§ **Request**:
Count the lines in the records below that contain the word "grass", and give only that number.

§ **Point annotation dataset records**:
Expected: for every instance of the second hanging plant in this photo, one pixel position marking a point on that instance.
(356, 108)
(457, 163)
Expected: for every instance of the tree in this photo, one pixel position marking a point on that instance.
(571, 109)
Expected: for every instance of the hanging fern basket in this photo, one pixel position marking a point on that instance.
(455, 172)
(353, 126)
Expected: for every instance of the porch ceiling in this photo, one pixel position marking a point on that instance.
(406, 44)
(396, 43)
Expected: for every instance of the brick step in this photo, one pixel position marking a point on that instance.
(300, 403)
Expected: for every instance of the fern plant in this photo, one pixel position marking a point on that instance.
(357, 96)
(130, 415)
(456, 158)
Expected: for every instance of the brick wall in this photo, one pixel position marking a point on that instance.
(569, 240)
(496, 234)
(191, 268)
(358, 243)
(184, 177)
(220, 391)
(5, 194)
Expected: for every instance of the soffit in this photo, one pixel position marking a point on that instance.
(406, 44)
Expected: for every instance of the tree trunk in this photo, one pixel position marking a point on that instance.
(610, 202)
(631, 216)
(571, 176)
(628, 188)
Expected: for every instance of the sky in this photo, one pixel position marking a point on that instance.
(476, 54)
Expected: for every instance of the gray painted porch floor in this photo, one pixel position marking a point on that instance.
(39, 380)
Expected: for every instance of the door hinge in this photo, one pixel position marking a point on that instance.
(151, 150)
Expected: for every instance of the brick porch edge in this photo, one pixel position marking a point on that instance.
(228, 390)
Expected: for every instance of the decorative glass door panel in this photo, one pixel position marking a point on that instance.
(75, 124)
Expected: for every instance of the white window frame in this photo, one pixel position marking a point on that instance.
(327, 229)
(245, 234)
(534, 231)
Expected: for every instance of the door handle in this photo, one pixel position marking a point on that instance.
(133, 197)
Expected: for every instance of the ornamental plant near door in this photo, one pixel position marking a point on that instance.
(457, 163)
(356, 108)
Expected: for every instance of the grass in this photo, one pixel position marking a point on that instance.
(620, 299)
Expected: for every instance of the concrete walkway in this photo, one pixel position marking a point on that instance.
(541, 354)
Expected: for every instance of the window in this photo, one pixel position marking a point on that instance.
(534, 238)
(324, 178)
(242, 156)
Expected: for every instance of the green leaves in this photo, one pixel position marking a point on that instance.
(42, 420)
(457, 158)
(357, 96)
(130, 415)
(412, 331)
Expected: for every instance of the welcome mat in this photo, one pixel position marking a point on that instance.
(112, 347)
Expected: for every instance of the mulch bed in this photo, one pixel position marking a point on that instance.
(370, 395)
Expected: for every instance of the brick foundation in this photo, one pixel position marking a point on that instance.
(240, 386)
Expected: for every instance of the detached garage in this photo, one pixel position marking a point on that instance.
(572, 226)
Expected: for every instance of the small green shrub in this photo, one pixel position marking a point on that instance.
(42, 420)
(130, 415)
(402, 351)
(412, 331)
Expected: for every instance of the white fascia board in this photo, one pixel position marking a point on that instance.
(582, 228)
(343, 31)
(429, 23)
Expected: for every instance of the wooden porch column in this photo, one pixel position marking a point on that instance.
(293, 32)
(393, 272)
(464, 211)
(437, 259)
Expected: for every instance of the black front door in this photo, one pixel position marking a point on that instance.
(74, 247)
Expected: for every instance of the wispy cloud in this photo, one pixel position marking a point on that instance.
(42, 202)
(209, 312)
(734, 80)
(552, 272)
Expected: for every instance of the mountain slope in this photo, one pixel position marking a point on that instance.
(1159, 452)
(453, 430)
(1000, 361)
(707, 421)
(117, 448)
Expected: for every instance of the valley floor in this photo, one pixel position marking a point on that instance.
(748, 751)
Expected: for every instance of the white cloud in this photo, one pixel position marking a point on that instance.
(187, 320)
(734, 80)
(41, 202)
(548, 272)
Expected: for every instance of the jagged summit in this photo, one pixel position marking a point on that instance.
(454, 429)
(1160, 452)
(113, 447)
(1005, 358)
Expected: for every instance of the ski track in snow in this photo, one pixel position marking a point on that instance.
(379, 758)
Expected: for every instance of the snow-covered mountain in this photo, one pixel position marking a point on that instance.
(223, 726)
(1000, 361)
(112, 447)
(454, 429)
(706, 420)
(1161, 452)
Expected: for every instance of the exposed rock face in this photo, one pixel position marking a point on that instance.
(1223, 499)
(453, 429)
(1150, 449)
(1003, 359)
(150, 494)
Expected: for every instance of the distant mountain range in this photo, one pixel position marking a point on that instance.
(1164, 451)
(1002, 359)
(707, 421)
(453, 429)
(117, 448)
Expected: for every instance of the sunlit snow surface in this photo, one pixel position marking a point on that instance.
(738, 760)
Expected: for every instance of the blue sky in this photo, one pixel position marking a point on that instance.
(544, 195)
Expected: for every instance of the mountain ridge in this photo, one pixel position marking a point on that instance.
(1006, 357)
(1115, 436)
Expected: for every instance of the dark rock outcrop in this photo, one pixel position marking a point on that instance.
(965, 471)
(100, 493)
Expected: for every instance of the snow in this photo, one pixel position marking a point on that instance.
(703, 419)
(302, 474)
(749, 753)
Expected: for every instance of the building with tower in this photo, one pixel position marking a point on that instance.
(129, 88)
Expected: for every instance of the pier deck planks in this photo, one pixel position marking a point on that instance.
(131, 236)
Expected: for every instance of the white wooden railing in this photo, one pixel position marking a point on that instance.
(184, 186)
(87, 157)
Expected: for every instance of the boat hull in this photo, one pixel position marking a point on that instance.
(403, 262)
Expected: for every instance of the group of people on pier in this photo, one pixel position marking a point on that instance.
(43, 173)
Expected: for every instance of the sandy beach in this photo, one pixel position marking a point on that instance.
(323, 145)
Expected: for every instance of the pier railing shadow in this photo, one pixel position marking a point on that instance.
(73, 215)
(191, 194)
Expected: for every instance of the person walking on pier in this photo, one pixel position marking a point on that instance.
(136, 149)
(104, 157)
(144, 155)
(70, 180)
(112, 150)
--
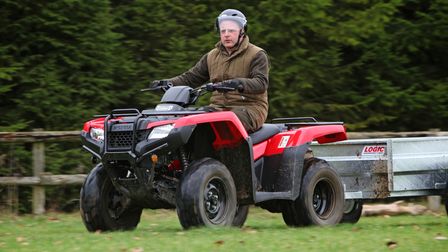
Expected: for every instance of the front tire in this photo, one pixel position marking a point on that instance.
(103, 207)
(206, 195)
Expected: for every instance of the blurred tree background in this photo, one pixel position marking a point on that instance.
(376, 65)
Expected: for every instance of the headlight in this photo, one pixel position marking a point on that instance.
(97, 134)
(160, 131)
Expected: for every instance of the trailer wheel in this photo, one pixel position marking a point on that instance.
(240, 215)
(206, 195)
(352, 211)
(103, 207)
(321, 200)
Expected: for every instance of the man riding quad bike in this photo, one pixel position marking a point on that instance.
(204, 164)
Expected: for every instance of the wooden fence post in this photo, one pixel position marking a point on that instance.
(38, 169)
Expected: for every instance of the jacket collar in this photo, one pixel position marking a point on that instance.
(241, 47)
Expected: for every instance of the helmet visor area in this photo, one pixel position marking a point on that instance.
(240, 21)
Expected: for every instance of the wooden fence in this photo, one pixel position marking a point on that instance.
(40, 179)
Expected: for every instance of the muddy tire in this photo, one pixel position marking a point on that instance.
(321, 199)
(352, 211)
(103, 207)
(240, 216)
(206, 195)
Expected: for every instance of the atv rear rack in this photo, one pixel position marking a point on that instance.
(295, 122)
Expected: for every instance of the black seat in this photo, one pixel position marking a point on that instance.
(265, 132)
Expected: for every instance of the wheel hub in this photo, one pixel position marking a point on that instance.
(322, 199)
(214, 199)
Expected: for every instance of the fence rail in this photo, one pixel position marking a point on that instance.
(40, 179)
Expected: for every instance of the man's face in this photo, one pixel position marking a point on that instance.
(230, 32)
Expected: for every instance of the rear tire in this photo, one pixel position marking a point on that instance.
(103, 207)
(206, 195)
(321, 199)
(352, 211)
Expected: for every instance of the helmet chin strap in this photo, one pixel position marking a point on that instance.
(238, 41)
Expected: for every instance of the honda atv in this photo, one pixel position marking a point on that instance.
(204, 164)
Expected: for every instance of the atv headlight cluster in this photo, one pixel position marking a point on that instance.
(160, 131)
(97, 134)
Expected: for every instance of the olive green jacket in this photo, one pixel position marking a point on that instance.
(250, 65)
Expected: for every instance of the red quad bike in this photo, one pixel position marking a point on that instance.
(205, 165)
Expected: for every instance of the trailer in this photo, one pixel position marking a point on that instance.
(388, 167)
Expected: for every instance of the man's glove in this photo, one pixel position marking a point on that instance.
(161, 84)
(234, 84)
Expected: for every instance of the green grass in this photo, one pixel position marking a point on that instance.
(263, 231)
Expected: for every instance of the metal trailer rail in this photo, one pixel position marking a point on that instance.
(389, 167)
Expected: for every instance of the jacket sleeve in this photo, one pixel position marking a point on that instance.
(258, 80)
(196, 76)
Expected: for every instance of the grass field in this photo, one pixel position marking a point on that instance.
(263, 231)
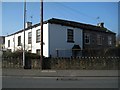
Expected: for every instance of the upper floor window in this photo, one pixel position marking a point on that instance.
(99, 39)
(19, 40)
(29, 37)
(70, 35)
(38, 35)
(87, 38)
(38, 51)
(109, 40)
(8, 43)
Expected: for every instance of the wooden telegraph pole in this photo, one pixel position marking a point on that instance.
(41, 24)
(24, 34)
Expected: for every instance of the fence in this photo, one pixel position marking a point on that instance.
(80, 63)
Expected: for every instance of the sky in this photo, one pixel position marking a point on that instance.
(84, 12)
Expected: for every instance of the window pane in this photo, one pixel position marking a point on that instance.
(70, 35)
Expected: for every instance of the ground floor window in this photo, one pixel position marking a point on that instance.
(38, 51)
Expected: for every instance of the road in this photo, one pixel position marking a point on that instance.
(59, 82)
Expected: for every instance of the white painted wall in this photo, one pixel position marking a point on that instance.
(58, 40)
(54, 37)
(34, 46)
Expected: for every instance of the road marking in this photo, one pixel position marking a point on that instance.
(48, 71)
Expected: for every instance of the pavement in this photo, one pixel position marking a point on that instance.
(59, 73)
--
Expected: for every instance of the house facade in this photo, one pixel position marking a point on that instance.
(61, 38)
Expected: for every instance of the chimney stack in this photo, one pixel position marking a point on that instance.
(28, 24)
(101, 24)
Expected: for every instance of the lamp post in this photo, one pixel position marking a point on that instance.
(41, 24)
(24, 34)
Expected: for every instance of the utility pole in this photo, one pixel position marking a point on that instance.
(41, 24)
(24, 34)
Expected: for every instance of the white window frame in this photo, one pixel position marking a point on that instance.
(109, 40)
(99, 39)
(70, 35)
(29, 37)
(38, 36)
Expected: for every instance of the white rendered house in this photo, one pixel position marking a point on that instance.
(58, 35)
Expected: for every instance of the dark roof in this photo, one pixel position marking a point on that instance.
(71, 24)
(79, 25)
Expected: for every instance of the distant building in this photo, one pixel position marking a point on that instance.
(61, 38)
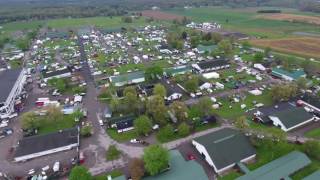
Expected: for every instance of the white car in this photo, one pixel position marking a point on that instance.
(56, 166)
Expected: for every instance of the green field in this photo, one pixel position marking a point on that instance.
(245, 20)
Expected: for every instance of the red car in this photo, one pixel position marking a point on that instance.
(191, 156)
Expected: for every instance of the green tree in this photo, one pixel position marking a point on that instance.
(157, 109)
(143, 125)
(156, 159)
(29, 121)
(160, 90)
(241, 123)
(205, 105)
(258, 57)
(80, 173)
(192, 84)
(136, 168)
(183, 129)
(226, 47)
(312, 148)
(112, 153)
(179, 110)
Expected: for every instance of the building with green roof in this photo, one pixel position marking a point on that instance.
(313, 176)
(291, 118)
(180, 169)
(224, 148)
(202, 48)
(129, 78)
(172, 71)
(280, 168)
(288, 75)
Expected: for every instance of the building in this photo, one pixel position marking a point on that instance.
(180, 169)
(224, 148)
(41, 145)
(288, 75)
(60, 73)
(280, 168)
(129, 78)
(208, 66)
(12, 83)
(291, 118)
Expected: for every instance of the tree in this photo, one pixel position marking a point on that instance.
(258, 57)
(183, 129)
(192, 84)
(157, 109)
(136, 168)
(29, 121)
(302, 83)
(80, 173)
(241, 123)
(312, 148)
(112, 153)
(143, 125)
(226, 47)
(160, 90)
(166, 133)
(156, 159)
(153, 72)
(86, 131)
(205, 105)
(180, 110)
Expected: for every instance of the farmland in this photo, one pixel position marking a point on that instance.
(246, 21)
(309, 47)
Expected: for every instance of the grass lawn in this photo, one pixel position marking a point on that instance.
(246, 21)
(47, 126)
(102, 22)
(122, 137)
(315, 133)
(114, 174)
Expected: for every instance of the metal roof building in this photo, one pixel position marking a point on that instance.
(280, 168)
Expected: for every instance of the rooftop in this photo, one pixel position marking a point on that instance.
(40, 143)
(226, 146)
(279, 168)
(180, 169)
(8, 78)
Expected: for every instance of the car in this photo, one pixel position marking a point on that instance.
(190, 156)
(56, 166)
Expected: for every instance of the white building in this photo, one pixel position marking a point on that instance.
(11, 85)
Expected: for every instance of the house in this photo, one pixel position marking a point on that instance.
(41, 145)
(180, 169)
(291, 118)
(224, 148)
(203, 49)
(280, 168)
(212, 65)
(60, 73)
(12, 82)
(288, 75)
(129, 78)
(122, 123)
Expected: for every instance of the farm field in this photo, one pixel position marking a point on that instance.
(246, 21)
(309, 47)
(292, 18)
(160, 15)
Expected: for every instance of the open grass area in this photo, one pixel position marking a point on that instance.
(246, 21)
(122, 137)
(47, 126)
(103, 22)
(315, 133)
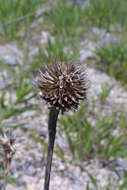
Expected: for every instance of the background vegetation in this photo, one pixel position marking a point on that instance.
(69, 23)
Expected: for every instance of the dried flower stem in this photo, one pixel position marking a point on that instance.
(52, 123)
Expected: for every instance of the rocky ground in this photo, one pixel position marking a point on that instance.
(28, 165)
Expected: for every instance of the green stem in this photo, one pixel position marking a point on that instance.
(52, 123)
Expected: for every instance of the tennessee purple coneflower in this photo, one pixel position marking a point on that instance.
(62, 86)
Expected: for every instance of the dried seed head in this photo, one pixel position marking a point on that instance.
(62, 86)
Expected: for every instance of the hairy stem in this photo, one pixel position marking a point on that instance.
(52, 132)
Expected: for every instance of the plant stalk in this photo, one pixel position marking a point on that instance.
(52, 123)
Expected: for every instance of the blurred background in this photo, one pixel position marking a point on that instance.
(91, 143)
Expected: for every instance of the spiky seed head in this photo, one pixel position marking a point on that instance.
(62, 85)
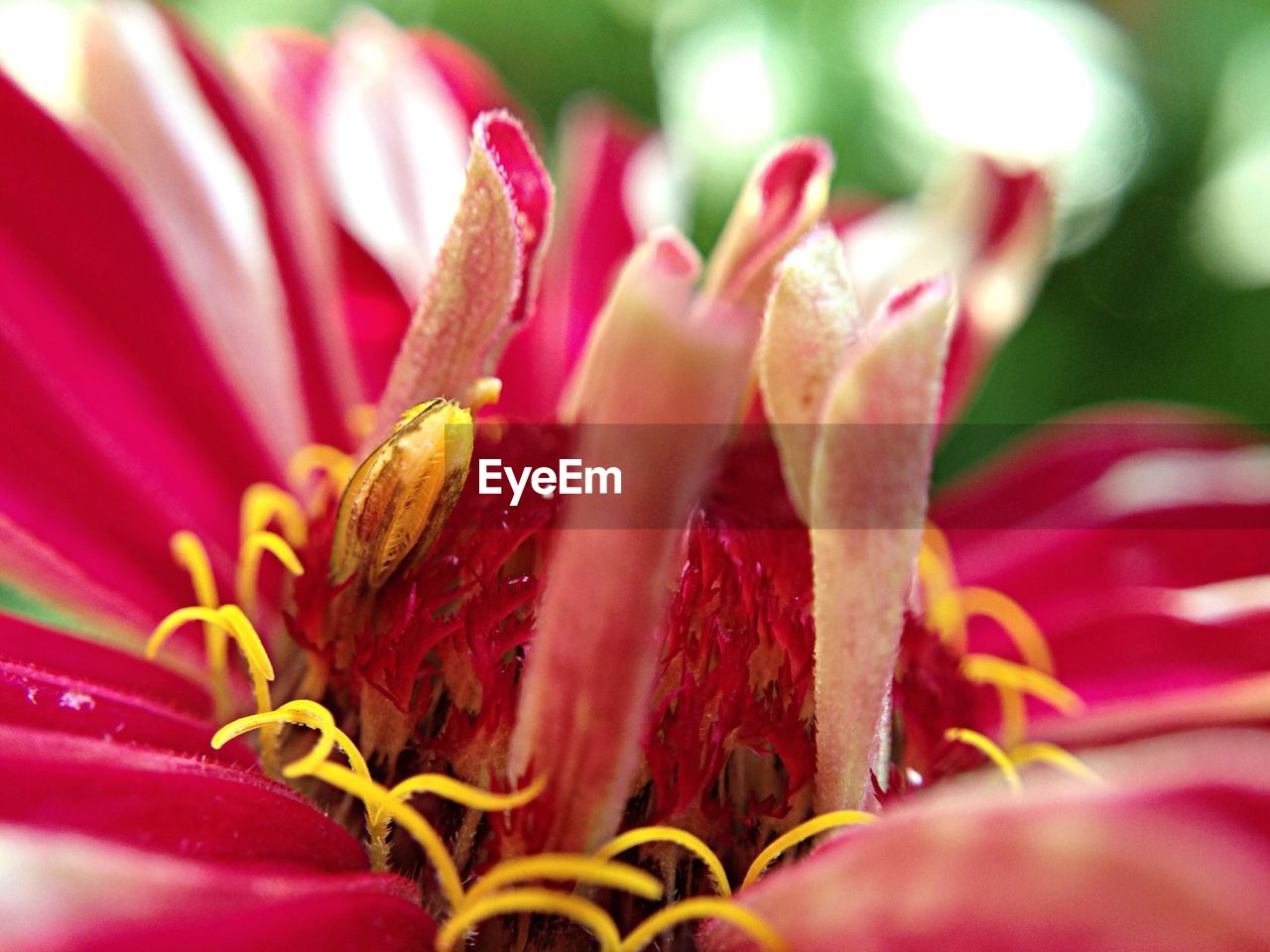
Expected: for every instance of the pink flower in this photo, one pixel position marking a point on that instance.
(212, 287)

§ **Task output**:
5